> Data records:
○ ○ ○ ○

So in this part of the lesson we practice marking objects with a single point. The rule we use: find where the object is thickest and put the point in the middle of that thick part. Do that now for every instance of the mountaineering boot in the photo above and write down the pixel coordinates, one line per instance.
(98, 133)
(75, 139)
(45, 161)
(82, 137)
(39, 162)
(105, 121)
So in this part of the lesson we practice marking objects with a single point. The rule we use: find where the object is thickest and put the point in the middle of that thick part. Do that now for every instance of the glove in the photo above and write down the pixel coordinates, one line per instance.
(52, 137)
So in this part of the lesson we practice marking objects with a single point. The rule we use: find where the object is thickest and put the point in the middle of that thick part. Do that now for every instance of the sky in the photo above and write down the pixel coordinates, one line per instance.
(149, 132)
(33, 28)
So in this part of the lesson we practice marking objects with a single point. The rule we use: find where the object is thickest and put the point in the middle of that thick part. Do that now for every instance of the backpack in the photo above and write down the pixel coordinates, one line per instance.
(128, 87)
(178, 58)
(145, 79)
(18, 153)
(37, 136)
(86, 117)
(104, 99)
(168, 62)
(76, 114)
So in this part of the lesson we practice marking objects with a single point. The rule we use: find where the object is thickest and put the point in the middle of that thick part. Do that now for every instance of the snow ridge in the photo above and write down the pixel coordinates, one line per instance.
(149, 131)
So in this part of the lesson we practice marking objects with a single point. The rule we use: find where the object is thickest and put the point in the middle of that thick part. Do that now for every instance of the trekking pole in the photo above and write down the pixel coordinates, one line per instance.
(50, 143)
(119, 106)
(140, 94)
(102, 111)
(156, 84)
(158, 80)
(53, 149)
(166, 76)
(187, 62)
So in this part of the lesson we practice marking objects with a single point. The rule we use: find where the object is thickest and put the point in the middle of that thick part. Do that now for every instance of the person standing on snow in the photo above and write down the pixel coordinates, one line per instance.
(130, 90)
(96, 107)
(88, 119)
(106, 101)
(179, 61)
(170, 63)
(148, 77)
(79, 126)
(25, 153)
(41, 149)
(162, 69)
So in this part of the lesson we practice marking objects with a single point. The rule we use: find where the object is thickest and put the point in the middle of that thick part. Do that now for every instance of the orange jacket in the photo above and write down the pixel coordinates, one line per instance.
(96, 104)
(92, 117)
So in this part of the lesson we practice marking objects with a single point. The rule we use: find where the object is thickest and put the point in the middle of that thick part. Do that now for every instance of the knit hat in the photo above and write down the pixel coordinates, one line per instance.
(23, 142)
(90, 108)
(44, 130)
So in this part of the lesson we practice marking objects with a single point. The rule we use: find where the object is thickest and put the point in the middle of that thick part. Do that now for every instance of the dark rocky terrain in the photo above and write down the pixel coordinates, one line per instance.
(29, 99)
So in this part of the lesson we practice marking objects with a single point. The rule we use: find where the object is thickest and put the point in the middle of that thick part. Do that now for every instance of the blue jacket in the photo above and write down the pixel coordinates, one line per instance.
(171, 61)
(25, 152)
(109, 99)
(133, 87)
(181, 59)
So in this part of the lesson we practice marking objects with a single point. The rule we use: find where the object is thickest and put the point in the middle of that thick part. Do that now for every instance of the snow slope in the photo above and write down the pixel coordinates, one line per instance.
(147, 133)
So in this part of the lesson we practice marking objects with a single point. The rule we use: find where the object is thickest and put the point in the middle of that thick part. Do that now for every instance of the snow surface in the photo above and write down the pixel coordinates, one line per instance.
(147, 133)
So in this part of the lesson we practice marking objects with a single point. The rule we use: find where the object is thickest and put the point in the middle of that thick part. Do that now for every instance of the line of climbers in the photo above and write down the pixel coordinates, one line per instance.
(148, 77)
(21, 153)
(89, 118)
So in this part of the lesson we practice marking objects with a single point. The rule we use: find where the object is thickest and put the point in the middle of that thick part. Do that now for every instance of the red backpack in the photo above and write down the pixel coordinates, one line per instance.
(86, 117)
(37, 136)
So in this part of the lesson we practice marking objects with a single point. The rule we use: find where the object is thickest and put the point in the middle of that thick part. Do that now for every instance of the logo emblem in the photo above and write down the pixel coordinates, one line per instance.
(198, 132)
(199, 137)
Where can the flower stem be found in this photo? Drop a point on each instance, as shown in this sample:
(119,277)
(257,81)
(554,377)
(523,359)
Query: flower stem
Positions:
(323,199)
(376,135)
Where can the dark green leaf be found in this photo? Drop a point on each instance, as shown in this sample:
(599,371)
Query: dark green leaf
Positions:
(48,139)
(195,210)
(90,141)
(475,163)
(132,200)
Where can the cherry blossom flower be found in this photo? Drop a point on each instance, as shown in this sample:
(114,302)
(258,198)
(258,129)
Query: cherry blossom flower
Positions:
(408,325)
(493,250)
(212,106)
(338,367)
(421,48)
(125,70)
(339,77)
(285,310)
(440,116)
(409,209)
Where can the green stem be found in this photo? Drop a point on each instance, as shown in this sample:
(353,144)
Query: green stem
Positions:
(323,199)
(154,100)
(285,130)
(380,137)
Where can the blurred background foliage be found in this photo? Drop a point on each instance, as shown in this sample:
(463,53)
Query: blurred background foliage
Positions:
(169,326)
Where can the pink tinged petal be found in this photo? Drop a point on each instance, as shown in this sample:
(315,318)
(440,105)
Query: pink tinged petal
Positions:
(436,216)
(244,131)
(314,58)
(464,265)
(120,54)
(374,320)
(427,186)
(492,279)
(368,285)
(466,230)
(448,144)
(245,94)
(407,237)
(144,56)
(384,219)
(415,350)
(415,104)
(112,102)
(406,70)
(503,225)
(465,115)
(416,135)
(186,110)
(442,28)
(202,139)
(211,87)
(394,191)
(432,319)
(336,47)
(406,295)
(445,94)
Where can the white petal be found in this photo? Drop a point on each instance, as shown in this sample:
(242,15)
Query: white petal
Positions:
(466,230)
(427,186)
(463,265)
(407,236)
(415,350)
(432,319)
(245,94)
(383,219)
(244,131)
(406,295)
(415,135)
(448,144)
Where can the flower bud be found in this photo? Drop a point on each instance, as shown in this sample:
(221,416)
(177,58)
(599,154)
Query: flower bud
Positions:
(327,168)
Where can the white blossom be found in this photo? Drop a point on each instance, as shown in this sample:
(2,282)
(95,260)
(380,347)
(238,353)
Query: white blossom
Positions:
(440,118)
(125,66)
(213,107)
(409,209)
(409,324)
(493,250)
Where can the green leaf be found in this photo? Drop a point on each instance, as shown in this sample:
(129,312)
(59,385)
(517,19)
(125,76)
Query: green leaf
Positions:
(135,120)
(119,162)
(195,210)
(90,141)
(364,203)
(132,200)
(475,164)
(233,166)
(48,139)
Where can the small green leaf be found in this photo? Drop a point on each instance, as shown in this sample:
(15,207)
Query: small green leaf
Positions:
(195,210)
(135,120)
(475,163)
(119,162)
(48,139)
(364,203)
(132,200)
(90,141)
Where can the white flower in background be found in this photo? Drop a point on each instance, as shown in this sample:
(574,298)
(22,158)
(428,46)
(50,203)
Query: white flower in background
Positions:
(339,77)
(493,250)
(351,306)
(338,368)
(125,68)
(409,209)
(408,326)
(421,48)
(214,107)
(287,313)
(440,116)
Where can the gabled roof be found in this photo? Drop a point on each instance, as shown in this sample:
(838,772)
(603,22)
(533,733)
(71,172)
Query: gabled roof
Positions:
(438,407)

○ ○ ○ ○

> Task:
Report, using only a number, how many lines above hold the word "roof".

> Output:
2